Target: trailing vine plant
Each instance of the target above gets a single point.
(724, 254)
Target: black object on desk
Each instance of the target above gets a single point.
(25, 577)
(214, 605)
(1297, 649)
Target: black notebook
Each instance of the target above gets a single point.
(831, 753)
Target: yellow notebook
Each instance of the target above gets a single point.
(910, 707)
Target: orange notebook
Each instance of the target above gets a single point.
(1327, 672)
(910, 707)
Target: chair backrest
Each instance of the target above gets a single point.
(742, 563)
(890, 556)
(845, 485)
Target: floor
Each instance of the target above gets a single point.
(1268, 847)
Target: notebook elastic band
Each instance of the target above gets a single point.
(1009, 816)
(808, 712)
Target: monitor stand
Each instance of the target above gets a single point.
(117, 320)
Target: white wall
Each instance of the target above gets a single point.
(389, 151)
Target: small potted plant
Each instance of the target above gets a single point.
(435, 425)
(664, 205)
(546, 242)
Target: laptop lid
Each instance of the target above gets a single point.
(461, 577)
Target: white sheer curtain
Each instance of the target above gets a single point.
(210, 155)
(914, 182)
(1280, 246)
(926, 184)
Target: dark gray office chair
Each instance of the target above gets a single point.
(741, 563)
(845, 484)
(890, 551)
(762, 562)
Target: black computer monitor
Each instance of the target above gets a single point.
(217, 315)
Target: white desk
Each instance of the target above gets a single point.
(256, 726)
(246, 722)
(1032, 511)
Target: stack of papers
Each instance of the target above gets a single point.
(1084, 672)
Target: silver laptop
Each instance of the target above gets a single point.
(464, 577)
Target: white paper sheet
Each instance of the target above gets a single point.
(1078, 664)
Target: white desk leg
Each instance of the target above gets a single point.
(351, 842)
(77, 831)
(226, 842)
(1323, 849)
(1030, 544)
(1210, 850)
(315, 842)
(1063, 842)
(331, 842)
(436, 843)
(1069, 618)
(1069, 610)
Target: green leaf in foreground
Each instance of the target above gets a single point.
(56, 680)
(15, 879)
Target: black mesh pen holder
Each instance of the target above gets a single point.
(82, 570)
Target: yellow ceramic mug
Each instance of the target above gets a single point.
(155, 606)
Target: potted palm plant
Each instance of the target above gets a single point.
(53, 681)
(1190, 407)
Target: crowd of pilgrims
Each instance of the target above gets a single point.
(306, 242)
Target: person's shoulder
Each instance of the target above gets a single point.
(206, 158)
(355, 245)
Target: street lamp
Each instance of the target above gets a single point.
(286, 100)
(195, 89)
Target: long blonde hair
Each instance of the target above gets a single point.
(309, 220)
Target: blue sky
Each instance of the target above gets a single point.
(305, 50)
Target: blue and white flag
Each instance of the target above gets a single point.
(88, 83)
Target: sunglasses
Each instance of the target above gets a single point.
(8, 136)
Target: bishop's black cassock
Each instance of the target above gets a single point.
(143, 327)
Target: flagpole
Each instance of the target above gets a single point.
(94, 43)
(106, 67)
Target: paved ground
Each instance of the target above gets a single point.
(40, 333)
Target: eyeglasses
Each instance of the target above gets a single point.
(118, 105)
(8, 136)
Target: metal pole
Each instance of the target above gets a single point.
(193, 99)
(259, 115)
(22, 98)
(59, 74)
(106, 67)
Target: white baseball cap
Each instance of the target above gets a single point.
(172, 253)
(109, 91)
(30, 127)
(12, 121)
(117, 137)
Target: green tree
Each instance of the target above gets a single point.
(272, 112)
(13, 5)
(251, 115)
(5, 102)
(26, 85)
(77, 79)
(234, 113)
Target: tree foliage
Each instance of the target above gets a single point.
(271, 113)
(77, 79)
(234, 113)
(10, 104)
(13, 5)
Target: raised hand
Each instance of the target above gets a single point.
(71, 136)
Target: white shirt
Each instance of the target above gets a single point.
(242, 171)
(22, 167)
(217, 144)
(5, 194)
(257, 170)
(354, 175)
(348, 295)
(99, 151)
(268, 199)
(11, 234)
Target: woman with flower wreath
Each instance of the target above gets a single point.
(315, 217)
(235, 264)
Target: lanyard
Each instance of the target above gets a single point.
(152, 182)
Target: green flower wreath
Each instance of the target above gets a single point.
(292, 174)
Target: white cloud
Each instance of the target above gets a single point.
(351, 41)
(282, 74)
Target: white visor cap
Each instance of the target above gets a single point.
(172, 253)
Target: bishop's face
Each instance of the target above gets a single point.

=== Goal ===
Extract exactly the lines between the line containing "Target: flagpole" and the end of the data, including both.

=== Solved problem ===
Target: flagpole
Each instance of the target above gets a single point.
(94, 43)
(106, 67)
Target: paved ground
Each instance of the target above gets a single point.
(40, 333)
Target: eyeglasses
Each instance of the target above gets a single point.
(118, 105)
(8, 136)
Target: metal pole
Each instance of the target above gets a single point.
(193, 99)
(259, 115)
(22, 98)
(59, 74)
(106, 67)
Target: white baseball cap
Each instance of the target above gets a single point.
(172, 253)
(109, 91)
(30, 127)
(12, 121)
(117, 137)
Target: green tree
Each instance of the target above gets a single point.
(272, 112)
(13, 5)
(251, 115)
(5, 102)
(26, 85)
(77, 79)
(234, 113)
Target: tree foliage
Each instance of the target above gets a single point.
(271, 113)
(77, 79)
(234, 113)
(10, 104)
(13, 5)
Target: raised hand
Each instance of the target above gets a single point.
(71, 136)
Target: white shirt
Each instance of the target above gets a single point.
(242, 171)
(22, 167)
(217, 144)
(5, 194)
(257, 170)
(354, 175)
(348, 295)
(99, 151)
(268, 199)
(11, 234)
Target: woman with flower wreath
Each instance of the target above gets a single point.
(315, 217)
(235, 264)
Target: lanyard
Each instance of the target above gets a single point.
(152, 182)
Target: green flower wreath
Each instance of the target above gets a single point.
(292, 174)
Target: white cloud
Each instance of the target above gets a single point.
(351, 41)
(282, 74)
Target: white visor cap
Each instance of the target above gets a single point.
(172, 253)
Target: bishop's face
Each instance of the target above gets a single point.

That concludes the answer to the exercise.